* EXERCISE OBJECTIVE: Take the line that contains "calm water in the photo above." as the first line and the last line of the material below as the final one; reproduce exactly the lines between, inclusive.

## BEGIN EXCERPTED RECORDS

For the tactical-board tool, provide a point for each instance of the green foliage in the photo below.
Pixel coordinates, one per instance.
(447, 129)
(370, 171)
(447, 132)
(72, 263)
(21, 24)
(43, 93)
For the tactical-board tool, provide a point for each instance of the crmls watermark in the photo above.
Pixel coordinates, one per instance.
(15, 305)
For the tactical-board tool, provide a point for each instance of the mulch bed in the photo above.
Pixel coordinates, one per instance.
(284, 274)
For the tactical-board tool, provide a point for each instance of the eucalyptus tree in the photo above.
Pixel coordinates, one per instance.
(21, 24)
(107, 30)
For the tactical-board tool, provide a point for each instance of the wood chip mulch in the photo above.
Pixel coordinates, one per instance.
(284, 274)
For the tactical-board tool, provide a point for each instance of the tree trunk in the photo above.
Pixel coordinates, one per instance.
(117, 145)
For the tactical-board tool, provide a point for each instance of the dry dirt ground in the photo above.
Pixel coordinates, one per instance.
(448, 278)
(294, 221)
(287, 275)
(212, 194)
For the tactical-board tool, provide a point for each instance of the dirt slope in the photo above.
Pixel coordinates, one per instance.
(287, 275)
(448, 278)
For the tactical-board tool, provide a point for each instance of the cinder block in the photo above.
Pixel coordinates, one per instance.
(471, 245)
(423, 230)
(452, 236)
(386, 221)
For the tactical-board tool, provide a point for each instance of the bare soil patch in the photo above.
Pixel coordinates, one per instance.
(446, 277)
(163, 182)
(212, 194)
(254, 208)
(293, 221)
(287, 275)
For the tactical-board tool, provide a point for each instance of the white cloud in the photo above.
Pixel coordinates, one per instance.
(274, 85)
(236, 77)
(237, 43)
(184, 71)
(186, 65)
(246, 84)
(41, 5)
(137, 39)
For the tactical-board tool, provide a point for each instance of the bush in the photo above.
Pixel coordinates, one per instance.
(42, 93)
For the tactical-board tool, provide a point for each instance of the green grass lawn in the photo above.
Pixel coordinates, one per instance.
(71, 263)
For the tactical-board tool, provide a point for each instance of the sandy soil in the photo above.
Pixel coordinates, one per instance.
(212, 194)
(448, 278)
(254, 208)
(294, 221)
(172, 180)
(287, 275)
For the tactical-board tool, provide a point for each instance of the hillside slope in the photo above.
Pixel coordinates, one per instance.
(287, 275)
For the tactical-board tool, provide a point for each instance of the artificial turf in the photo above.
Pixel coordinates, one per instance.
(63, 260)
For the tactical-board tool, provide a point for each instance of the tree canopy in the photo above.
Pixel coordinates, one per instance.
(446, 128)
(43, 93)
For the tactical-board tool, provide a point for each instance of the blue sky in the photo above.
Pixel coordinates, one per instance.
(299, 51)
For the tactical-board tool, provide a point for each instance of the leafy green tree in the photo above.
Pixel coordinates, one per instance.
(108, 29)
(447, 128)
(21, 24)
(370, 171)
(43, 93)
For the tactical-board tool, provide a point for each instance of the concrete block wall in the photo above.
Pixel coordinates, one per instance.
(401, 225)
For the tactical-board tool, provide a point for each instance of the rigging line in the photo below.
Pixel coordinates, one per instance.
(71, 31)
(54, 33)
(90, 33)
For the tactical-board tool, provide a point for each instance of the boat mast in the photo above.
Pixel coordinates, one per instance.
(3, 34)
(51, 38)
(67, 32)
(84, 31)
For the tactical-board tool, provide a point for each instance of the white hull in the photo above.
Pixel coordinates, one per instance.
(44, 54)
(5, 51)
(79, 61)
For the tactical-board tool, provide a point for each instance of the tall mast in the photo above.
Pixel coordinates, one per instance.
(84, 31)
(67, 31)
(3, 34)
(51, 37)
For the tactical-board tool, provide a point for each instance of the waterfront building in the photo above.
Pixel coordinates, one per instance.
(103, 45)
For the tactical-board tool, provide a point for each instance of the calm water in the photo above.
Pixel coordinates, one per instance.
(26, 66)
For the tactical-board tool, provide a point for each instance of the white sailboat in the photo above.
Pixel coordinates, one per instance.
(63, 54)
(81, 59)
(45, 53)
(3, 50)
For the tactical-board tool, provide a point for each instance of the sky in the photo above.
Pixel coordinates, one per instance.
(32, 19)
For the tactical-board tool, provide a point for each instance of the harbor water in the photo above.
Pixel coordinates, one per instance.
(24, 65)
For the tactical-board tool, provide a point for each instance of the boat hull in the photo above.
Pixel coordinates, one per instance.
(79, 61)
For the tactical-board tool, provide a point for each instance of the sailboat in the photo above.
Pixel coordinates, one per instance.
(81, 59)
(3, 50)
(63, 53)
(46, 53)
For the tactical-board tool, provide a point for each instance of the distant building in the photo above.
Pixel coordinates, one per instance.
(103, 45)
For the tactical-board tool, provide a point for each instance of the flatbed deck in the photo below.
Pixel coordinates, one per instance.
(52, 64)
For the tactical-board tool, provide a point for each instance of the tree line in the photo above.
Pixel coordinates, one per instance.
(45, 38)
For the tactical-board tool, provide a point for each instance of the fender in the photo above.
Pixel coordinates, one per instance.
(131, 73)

## END EXCERPTED RECORDS

* FULL SOLUTION:
For the tactical-board tool, provide a point for each instance of the calm water in the photo above.
Pixel coordinates, one per instance.
(26, 66)
For the tactical-board tool, provide a point for each instance of the white sailboat in the photo above.
Pixel coordinates, one per instance.
(63, 54)
(81, 59)
(45, 53)
(3, 50)
For the tactical-board tool, provide a point for each instance of the sky in the photo above.
Pixel coordinates, one per instance.
(32, 19)
For the tactical-board tool, provide a point for each instance of the harbor water in the photo above.
Pixel coordinates, one per instance.
(24, 65)
For the tactical-board tool, provide a point for each instance of the boat hull in the photo above.
Pixel coordinates, one per instance.
(79, 61)
For the tactical-board tool, provide a point for each instance of the sailboat in the photo above.
Pixel coordinates, one per instance.
(81, 59)
(3, 50)
(63, 53)
(46, 53)
For the tactical-board tool, provide a point for each instance of the distant building in the photo above.
Pixel coordinates, one per instance.
(103, 45)
For the tactical-board tool, provide a point for each instance of the flatbed deck in the photo below.
Pixel coordinates, one per instance.
(52, 64)
For the tactical-board tool, provide a point for each instance of the tree line in the photo above.
Pixel coordinates, one per instance.
(45, 38)
For the tactical-board tool, provide a point for each instance of the fender in the photo above.
Pixel coordinates, one per instance.
(131, 73)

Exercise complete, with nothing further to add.